> _Teks Sumber_
.....
Jakarta (ANTARA) - Rencana penunjukan bank Himbara (Himpunan Bank Milik Negara) sebagai bank penyangga likuiditas bagi bank-bank yang mengalami kesulitan likuiditas oleh Komite Stabilitas Sistem Keuangan (KSSK), dianggap justru akan membebani bank-bank BUMN di tengah adanya kebijakan restrukturisasi kredit perbankan sesuai dengan arahan Otoritas Jasa Keuangan (OJK).
Ekonom senior Institute for Development of Economics and Finance (Indef) Aviliani kurang sependapat jika bank Himbara menjadi bank penyangga likuiditas bagi bank-bank yang likuiditasnya seret. Menurutnya, kebijakan itu akan mempengaruhi saham bank-bank BUMN, karena dalam hal ini dikhawatirkan para pemegang saham minoritas memiliki pandangan negatif soal kebijakan tersebut.
"Harus hati-hati juga karena bank Himbara sudah "go public", jadi ada pemegang saham minoritas kan. Nah itu kan bahaya juga. Mereka pasti berpikir lho ini kan bank harus mencari profit tapi malah nanganin yang lain. Mereka pasti juga berpikir nanganin restrukturisasi aja sudah banyak sekali dan repot, ini malah bank lain," ujar Aviliani dalam keterangan di Jakarta, Senin.
Disisi lain, lanjut Aviliani, dengan ditunjuknya bank Himbara sebagai bank penyangga likuiditas, tentu akan menimbulkan konflik kepentingan antara bank penyangga likuiditas dengan penerima likuiditas.
Sebagai bank penyangga likuiditas, tentu bank Himbara harus bisa menilai dan membantu likuiditas bank-bank yang sedang kesulitan. Padahal, dalam hal ini, OJK memiliki wewenang untuk melakukan penilaian apakah bank tersebut layak atau tidak untuk mendapatkan pinjaman likuiditas.
"Ada beberapa yang perlu dipertimbangkan kalau Himbara yang menjadi penyangga likuiditas. Pertama pasti ada "conflict of interest", karena Himbara akan menilai bank lain, karena otomatis yang nerima likuiditas kan banknya dong, pasti Himbara menilai bank penerima likuiditas. Padahal, selama ini kan saling rahasia-rahasian antar bank. Saya rasa harusnya penilaian itu ada di OJK," ujarnya.
.....
> _Tugas Tertulis_
[1] Susun baris-baris catatan, mulai dari awal catatan sampai dengan baris yang memuat "(0, 0), (412, 154)", dalam bentuk daftar JSON berisi string, satu string untuk setiap baris dan tanpa baris kosong.
[2] Teruskan teks sumber tentang penunjukan bank Himbara sebagai penyangga likuiditas, mulai setelah kalimat terakhirnya.
Teks sumber dan catatan sesudahnya berasal dari sumber yang berlainan.

> _Bahan Tugas_
.....
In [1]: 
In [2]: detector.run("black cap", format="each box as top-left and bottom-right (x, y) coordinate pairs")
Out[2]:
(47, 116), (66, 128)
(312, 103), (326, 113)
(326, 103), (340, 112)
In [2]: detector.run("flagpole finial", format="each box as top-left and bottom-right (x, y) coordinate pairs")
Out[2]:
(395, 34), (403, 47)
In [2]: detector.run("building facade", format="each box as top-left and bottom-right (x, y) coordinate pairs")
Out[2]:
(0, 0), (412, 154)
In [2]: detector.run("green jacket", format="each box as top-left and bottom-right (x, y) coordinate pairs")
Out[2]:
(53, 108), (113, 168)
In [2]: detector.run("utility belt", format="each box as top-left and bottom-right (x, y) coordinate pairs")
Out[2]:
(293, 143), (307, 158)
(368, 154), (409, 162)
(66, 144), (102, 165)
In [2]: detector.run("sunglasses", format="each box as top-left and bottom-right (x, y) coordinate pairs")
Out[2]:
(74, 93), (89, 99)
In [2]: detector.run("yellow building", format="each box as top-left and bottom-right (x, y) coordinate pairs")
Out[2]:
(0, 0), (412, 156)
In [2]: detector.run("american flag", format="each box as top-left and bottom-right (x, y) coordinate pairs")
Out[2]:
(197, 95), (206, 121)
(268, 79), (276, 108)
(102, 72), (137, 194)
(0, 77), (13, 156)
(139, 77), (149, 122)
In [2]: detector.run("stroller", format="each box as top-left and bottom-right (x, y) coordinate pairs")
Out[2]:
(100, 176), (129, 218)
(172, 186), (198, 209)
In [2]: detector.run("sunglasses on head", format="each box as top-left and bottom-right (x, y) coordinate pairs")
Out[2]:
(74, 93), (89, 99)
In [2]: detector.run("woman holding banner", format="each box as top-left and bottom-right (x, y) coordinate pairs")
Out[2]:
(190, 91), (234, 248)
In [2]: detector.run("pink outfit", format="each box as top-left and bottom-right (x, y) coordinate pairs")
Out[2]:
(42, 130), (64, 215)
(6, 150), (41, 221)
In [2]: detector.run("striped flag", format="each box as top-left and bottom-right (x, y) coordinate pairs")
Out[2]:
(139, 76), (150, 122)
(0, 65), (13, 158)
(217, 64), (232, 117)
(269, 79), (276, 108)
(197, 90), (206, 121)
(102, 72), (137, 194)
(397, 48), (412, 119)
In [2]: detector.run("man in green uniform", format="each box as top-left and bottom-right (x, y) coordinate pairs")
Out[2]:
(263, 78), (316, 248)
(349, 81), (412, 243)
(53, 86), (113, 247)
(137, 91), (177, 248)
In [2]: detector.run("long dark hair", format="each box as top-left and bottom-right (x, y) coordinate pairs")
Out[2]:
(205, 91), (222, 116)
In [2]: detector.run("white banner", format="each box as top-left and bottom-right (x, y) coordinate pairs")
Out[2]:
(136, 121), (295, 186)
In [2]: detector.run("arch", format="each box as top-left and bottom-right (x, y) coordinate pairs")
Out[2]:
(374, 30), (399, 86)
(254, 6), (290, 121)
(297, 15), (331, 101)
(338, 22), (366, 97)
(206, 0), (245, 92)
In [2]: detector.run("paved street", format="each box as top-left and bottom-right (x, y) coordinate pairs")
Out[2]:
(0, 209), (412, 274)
.....
> _Jawaban Tertulis_
[1]
[
  "In [1]: ",
  "In [2]: detector.run(\"black cap\", format=\"each box as top-left and bottom-right (x, y) coordinate pairs\")",
  "Out[2]:",
  "(47, 116), (66, 128)",
  "(312, 103), (326, 113)",
  "(326, 103), (340, 112)",
  "In [2]: detector.run(\"flagpole finial\", format=\"each box as top-left and bottom-right (x, y) coordinate pairs\")",
  "Out[2]:",
  "(395, 34), (403, 47)",
  "In [2]: detector.run(\"building facade\", format=\"each box as top-left and bottom-right (x, y) coordinate pairs\")",
  "Out[2]:",
  "(0, 0), (412, 154)"
]

[2]
Lebih lanjut, ia meminta agar KSSK bisa mengkaji ulang terkait rencana bank Himbara yang akan dijadikan sebagai bank penyangga likuiditas. Ia menyarankan, baiknya lembaga keuangan lain diluar bank Himbara yang dijadikan sebagai lembaga penyangga likuiditas seperti PT Perusahaan Pengelola Aset (PTPPA), sebuah perusahaan BUMN yang mengelola aset-aset eks Badan Penyehatan Perbankan Nasional (BPPN), baik aset kredit, saham maupun properti.
"Kenapa PPA? karena PPA ini semacam Venture Capital kan, menempatkan dulu dana kemudian nanti ditarik lagi. Itukan PPA juga dibawah pemerintah kan. Dia BUMN juga, jadi kalau dia yang melakukan kan tidak ada conflict of interest. Kalo saya sih ngusulin, dana pemerintah likuiditas itu menyalurkannya bisa ke PPA atau PT SMI juga bisa yang kepanjangan tangan dari Kemenkeu kan," ujar Aviliani.
Senada dengan Aviliani, ekonom CORE Indonesia Piter Abdullah juga tidak sependapat jika Bank Himbara dijadikan sebagai bank penyangga likuiditas bagi bank-bank yang kesulitan likuiditas. Ia menekankan, urusan likuiditas seharusnya tidak melibatkan bank Himbara, melainkan ini menjadi wewenang bank sentral yang tugasnya mengatur likuiditas di pasar.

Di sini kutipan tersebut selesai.